PROBLEM ▸ In the material below, rewrite the lines between the one holding "If you could indicate the dark green" and the one holding "point(319, 79)", inclusive, swapping "saluting hand" for "raised hand" and keeping everything else the same.

-*-*-

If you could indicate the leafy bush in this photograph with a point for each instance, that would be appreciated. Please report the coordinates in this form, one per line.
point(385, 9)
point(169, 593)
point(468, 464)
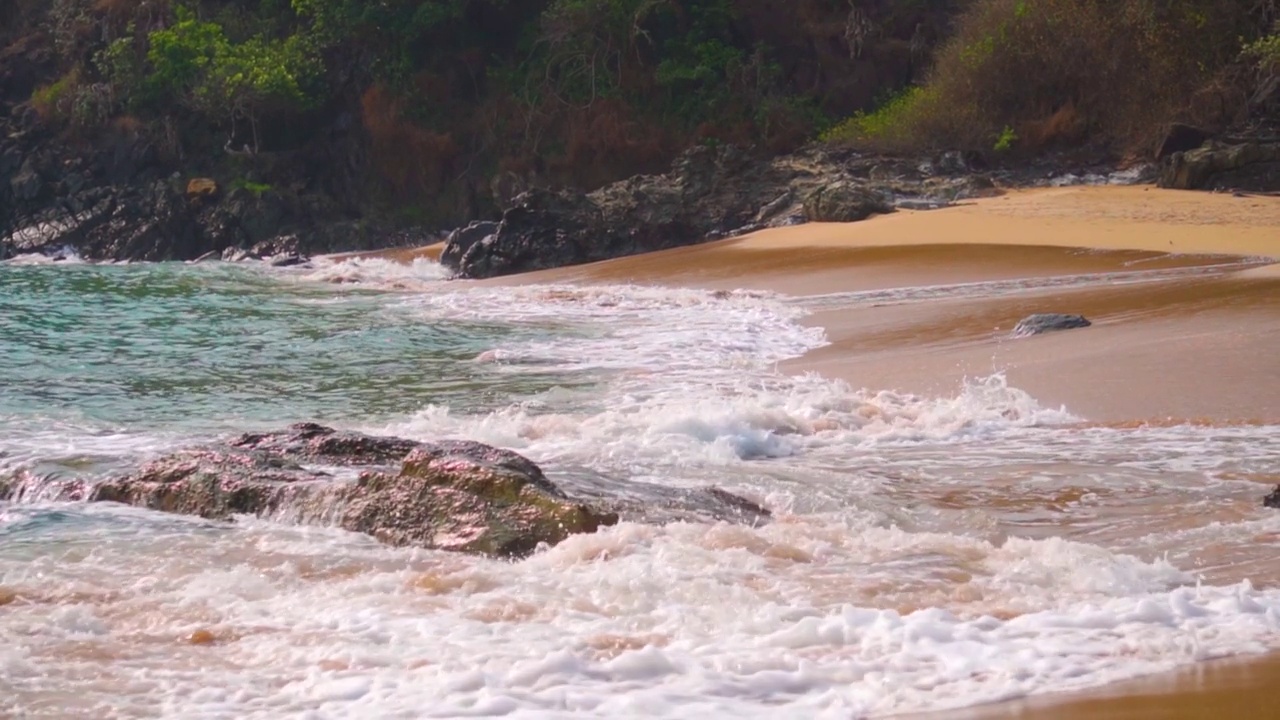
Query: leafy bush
point(1265, 53)
point(1057, 71)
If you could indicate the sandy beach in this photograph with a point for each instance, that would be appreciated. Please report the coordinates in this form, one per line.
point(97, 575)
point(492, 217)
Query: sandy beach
point(1196, 343)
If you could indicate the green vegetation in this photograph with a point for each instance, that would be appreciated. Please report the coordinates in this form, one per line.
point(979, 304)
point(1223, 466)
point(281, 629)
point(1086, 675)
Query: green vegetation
point(1265, 53)
point(1028, 74)
point(256, 188)
point(456, 104)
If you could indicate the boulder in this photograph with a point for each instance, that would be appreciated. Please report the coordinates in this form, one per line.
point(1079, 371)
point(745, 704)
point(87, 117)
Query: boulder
point(457, 496)
point(462, 238)
point(1272, 500)
point(452, 495)
point(844, 201)
point(1048, 322)
point(1220, 165)
point(1179, 139)
point(201, 188)
point(543, 228)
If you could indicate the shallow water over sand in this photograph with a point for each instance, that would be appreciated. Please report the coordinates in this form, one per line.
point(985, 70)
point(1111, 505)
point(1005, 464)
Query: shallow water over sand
point(929, 551)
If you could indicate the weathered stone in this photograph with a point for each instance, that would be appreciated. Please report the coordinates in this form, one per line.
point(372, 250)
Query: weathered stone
point(458, 496)
point(1272, 500)
point(1200, 168)
point(461, 240)
point(26, 185)
point(1182, 137)
point(451, 495)
point(844, 201)
point(1048, 322)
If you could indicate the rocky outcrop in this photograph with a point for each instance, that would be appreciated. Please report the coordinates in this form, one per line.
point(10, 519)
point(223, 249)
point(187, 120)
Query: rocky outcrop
point(844, 201)
point(1048, 322)
point(1220, 165)
point(711, 192)
point(453, 495)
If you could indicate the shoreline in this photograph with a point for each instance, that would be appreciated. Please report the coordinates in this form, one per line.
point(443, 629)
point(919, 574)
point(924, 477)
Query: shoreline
point(1147, 359)
point(1192, 343)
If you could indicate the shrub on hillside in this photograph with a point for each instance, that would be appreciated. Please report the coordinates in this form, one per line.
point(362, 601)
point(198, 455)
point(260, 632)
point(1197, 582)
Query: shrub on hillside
point(1024, 74)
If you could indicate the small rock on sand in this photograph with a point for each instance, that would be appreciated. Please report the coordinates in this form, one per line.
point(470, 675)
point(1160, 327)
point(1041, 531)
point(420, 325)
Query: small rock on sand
point(1048, 322)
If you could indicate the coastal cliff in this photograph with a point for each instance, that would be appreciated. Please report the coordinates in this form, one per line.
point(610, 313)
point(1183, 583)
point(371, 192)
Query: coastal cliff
point(160, 130)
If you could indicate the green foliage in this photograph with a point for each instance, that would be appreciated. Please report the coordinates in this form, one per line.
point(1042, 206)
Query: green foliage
point(256, 188)
point(1006, 140)
point(886, 124)
point(53, 99)
point(1024, 74)
point(193, 62)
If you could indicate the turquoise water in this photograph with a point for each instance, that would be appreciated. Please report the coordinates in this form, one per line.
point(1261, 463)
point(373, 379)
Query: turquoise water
point(926, 552)
point(199, 350)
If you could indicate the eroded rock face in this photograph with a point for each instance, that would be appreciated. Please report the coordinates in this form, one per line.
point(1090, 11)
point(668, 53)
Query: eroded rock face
point(708, 194)
point(452, 495)
point(1215, 165)
point(844, 201)
point(1041, 323)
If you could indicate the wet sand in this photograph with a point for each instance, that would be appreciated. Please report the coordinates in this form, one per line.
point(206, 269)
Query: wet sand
point(1202, 346)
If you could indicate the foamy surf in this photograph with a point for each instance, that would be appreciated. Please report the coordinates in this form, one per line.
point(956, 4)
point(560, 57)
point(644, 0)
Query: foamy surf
point(808, 616)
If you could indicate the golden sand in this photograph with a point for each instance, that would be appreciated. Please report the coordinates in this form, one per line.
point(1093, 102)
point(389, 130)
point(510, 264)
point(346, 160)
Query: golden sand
point(1202, 349)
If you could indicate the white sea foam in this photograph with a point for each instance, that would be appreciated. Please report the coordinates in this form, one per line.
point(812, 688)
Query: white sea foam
point(808, 616)
point(864, 596)
point(376, 272)
point(64, 256)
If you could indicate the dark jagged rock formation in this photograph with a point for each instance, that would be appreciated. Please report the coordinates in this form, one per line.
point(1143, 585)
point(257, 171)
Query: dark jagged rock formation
point(1048, 322)
point(1251, 165)
point(452, 495)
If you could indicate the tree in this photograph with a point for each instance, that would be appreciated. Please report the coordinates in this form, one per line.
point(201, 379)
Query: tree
point(193, 62)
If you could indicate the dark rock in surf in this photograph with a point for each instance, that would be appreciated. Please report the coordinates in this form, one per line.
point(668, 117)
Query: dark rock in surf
point(452, 495)
point(1048, 322)
point(844, 201)
point(1182, 137)
point(1272, 500)
point(461, 240)
point(1220, 165)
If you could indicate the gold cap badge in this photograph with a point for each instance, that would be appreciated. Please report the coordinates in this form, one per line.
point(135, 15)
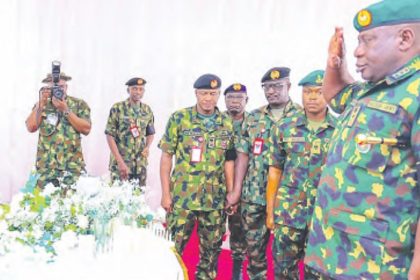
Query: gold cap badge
point(364, 18)
point(275, 74)
point(237, 87)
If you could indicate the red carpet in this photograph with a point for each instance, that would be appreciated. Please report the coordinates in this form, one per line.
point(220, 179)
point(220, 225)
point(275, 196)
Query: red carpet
point(190, 258)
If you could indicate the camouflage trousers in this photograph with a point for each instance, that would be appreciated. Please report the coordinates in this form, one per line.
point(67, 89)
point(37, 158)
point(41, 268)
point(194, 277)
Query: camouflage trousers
point(288, 250)
point(237, 236)
point(210, 230)
point(256, 236)
point(57, 177)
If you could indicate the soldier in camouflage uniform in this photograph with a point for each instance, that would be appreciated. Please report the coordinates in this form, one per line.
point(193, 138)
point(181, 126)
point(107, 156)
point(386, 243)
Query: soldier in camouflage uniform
point(299, 147)
point(366, 216)
point(235, 99)
point(252, 150)
point(129, 133)
point(60, 123)
point(201, 139)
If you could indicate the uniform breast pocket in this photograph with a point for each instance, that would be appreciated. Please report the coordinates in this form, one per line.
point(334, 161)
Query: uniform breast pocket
point(371, 123)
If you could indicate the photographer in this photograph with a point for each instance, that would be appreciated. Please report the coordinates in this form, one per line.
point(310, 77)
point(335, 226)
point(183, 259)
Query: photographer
point(60, 119)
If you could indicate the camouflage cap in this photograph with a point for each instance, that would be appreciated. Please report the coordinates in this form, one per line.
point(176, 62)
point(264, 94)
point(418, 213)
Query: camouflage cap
point(208, 81)
point(275, 73)
point(387, 12)
point(237, 87)
point(63, 76)
point(315, 78)
point(135, 82)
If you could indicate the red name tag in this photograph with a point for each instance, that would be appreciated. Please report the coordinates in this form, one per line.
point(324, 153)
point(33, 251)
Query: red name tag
point(196, 154)
point(134, 131)
point(258, 145)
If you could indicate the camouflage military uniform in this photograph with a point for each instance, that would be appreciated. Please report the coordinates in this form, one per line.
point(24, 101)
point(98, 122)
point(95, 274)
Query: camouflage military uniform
point(300, 153)
point(253, 200)
point(59, 155)
point(121, 117)
point(237, 234)
point(368, 201)
point(198, 188)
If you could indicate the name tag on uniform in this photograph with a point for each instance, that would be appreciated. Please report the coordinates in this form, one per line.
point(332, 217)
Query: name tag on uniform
point(196, 154)
point(258, 146)
point(293, 139)
point(134, 130)
point(382, 106)
point(52, 119)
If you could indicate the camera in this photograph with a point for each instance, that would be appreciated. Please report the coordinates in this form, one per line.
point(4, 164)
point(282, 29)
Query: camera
point(56, 90)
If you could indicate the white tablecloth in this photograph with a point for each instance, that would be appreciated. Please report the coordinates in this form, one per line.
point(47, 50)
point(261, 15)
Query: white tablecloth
point(136, 254)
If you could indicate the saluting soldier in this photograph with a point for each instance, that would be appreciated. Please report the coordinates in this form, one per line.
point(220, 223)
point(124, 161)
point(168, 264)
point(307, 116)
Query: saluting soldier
point(366, 216)
point(236, 98)
point(129, 133)
point(299, 147)
point(60, 122)
point(201, 140)
point(251, 166)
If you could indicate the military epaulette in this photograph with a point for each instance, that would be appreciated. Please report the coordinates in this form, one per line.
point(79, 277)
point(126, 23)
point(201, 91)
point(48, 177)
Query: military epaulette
point(404, 72)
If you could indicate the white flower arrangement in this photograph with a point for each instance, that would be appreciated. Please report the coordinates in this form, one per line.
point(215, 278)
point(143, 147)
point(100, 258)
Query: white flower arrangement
point(40, 218)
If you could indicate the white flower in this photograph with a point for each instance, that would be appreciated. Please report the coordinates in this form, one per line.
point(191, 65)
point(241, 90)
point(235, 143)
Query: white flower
point(82, 221)
point(49, 189)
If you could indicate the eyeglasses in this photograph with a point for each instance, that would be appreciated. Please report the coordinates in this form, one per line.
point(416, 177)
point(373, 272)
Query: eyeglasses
point(235, 97)
point(310, 91)
point(274, 86)
point(208, 93)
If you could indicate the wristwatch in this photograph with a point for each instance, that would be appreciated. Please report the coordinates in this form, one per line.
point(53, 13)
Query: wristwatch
point(67, 112)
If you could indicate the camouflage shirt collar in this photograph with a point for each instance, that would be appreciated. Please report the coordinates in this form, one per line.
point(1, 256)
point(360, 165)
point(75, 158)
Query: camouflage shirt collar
point(328, 122)
point(288, 107)
point(196, 119)
point(409, 69)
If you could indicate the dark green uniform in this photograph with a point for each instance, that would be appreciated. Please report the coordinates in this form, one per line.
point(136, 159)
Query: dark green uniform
point(122, 118)
point(368, 201)
point(300, 152)
point(198, 187)
point(59, 155)
point(256, 130)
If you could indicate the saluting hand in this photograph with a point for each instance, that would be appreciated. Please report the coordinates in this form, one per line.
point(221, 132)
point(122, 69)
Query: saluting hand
point(123, 169)
point(336, 49)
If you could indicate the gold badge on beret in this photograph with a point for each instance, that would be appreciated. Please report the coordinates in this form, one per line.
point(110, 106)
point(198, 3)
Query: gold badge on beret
point(237, 87)
point(364, 18)
point(274, 74)
point(319, 79)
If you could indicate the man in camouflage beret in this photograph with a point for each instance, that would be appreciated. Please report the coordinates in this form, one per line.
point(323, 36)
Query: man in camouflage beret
point(60, 122)
point(201, 139)
point(129, 133)
point(298, 147)
point(236, 99)
point(366, 217)
point(251, 166)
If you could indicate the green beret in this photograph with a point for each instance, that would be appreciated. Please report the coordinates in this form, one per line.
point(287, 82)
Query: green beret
point(208, 81)
point(315, 78)
point(276, 73)
point(387, 12)
point(63, 76)
point(135, 82)
point(235, 88)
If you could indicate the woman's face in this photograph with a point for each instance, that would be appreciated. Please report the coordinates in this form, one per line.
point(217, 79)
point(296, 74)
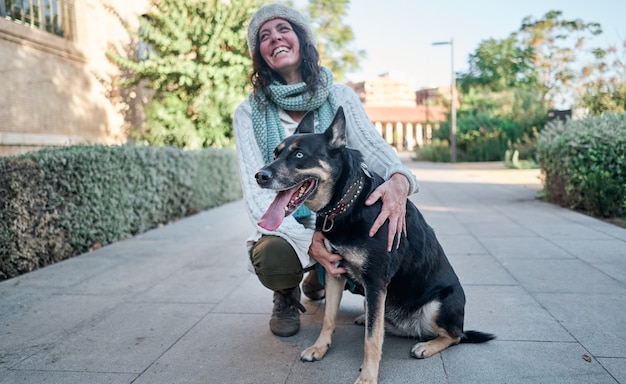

-*-*-

TASK SOLUTION ▸
If you could indicate the dark green uniform in this photograph with a point for each instance, that would be appreciated. Please report the coordinates in this form, one per line.
point(136, 159)
Query: dark green uniform
point(122, 118)
point(368, 201)
point(300, 152)
point(198, 187)
point(59, 155)
point(256, 130)
If you could indicate the raised hand in this photograph with a point for each instance, that would be appreciated. Please report the coordinates in this form, one per line.
point(221, 132)
point(122, 69)
Query: raised hand
point(123, 169)
point(336, 49)
If you could indicate the gold badge on beret in this photograph with a point for each instance, that would be appreciated. Please report the coordinates in this form, one per line.
point(110, 106)
point(198, 3)
Query: gold badge on beret
point(237, 87)
point(364, 18)
point(274, 74)
point(319, 79)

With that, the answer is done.